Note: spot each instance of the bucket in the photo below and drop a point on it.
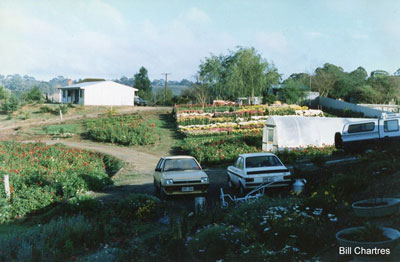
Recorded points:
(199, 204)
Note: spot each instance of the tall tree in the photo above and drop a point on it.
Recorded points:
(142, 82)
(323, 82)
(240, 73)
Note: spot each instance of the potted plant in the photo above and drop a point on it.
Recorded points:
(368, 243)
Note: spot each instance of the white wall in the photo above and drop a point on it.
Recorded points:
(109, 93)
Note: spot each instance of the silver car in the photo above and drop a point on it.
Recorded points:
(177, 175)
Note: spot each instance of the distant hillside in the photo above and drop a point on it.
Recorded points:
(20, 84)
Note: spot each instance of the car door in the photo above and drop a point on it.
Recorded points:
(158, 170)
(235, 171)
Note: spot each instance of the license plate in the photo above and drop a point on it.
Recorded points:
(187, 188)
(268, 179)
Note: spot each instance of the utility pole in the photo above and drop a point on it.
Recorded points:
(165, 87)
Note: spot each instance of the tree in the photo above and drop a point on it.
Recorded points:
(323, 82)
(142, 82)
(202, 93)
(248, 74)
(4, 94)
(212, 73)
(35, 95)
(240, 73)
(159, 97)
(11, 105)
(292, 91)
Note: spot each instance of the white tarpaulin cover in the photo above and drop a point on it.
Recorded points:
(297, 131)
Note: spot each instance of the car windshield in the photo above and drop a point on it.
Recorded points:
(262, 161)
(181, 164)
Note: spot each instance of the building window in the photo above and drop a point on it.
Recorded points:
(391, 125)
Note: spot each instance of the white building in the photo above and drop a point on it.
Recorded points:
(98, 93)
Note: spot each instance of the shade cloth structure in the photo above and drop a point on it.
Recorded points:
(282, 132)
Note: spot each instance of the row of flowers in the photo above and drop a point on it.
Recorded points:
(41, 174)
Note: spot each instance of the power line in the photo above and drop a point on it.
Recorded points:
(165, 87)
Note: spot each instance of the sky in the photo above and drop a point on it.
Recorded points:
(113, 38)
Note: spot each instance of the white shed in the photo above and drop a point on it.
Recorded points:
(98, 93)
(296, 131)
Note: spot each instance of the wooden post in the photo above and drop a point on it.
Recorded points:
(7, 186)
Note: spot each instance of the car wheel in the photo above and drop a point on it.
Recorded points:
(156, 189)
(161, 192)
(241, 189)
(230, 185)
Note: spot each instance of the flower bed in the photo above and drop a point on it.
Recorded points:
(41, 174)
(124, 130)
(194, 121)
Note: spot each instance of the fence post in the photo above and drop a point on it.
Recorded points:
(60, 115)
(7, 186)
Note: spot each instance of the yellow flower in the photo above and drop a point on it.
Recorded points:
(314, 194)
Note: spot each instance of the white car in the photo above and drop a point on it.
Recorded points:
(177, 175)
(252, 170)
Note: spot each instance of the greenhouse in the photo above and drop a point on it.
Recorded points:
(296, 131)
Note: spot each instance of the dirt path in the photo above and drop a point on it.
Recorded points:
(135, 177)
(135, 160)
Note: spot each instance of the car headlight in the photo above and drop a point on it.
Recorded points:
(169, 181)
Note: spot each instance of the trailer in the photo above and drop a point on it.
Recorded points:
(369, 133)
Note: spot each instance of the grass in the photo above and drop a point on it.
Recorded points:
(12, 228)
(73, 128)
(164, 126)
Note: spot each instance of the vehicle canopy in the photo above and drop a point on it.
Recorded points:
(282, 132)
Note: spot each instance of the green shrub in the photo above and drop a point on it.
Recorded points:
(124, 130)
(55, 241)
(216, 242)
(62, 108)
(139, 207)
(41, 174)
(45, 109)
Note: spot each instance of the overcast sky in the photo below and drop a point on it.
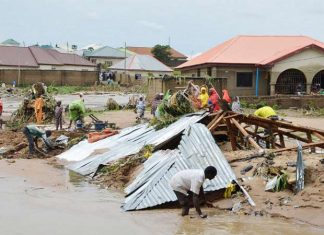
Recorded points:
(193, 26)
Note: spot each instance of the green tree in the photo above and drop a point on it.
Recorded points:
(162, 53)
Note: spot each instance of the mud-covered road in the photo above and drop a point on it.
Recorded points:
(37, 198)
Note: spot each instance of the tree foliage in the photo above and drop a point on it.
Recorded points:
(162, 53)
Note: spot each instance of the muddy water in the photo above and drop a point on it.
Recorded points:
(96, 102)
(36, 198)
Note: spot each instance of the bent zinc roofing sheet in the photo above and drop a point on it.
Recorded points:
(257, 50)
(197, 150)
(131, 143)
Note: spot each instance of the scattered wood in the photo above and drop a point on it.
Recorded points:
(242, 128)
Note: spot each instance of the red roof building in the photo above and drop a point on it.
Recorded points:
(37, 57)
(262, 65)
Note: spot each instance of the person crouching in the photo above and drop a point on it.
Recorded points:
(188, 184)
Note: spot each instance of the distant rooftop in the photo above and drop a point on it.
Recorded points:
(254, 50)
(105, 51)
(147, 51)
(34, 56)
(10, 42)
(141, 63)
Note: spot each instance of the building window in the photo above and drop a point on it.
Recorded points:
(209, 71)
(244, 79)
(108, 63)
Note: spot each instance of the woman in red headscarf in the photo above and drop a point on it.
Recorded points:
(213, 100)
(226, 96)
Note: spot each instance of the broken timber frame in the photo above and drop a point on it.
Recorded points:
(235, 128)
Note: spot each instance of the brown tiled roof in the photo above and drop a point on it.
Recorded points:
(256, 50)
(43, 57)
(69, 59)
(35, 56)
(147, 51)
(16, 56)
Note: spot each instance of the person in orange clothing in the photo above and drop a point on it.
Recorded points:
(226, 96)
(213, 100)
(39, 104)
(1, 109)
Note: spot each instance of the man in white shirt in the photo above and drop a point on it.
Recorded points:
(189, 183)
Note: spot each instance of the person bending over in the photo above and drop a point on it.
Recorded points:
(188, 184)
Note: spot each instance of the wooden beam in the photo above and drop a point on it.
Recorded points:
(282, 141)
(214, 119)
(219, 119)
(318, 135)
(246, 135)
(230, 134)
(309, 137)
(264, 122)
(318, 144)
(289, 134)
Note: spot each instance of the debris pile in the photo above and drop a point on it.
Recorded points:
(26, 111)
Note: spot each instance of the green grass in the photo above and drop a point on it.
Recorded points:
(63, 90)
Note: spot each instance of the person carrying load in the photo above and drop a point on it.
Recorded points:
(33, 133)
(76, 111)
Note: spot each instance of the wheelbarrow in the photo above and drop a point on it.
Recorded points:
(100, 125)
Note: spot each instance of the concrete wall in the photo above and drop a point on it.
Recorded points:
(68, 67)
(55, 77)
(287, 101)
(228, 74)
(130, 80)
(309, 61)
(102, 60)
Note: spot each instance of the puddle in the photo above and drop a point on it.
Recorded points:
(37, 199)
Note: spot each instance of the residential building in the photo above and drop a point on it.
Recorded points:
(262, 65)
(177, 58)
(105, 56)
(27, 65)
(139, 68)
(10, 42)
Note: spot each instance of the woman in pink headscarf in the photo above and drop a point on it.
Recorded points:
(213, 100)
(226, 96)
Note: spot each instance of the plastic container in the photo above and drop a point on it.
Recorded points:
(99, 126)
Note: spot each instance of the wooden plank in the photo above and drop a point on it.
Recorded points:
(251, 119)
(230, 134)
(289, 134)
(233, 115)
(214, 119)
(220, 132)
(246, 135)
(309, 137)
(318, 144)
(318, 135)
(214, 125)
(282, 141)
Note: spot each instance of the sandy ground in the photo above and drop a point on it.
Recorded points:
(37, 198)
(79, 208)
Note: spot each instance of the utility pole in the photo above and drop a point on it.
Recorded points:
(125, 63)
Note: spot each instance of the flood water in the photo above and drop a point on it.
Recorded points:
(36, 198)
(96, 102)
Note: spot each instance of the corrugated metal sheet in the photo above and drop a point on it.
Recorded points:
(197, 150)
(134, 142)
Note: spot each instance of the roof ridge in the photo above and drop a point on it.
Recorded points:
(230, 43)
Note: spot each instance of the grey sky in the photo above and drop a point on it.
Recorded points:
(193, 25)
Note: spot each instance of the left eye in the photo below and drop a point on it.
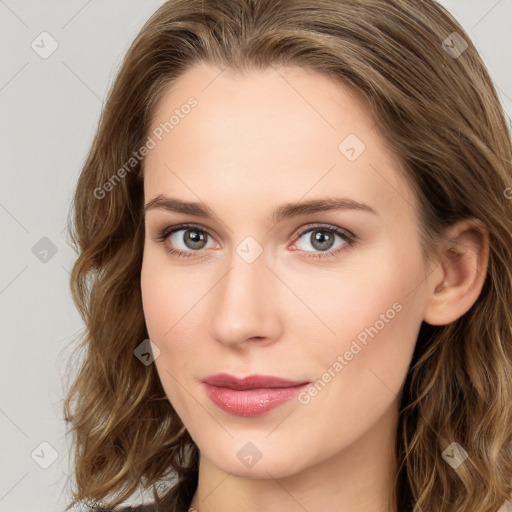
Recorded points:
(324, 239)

* * *

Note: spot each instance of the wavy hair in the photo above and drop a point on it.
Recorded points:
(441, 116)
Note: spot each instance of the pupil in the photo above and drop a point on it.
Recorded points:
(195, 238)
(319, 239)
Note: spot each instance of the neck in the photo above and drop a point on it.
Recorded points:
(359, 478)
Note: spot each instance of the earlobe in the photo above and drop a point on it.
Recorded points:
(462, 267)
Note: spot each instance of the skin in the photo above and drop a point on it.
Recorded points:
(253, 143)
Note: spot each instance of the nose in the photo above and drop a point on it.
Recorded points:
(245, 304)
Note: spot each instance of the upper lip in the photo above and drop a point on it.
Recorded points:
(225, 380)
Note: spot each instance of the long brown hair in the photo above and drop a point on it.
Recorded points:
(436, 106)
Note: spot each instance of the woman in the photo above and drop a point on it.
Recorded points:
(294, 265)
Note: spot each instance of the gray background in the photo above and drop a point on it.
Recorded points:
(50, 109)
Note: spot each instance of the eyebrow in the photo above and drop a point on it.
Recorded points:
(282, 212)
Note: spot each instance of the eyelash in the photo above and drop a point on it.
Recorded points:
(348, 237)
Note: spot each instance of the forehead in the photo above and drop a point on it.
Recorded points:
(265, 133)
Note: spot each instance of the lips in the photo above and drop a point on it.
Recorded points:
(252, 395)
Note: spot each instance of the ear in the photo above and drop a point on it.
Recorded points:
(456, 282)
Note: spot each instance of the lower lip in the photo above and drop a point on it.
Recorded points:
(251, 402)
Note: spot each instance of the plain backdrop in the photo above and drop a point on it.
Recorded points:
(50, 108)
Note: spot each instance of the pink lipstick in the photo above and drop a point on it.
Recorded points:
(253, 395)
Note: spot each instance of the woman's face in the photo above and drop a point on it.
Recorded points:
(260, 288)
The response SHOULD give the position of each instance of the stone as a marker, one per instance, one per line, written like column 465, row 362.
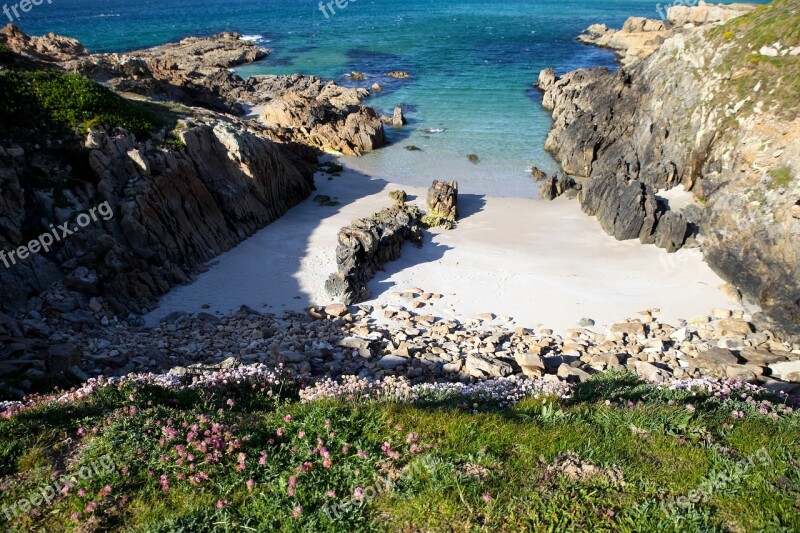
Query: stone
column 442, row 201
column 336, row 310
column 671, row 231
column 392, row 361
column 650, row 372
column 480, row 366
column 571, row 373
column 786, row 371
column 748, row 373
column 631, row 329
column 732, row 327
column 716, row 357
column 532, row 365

How to complete this task:
Nothing but the lines above from the one containing "Note: spot each instance of the eyebrow" through the one containing "The response SHOULD" should appear in the answer, each repeated exactly.

Exercise solution:
Note: spot each instance of the eyebrow in the photo above and drop a point on it.
Recorded points:
(282, 212)
Note: spot each instance of the eyelash in the photo above and drop a point on it.
Recorded points:
(348, 237)
Note: spot each instance of the forehead in the photo above and drop a point on it.
Recorded points:
(265, 133)
Note: spot each instance of the lips in the photo above and drop a point on it.
Recorded points:
(252, 395)
Note: spot each instance of the ear in the photo above and drop a point on it.
Recorded points:
(456, 282)
Note: spot each instance of the lower lip in the photo above and drop a point on it.
Recorded points:
(251, 402)
Note: spot each instance of the plain backdrop in the photo above and drop a point on it.
Recorded points:
(50, 108)
Note: spot each instance of the pink lipstick in the photo above and drop a point on it.
Recorded points:
(253, 395)
Note: spot each instance of the woman's face in the photo above and drop a point on it.
Recorded points:
(260, 288)
The response SHOULD give the position of each instance of the stone as a marker, one per instance, one per line, written like column 465, row 362.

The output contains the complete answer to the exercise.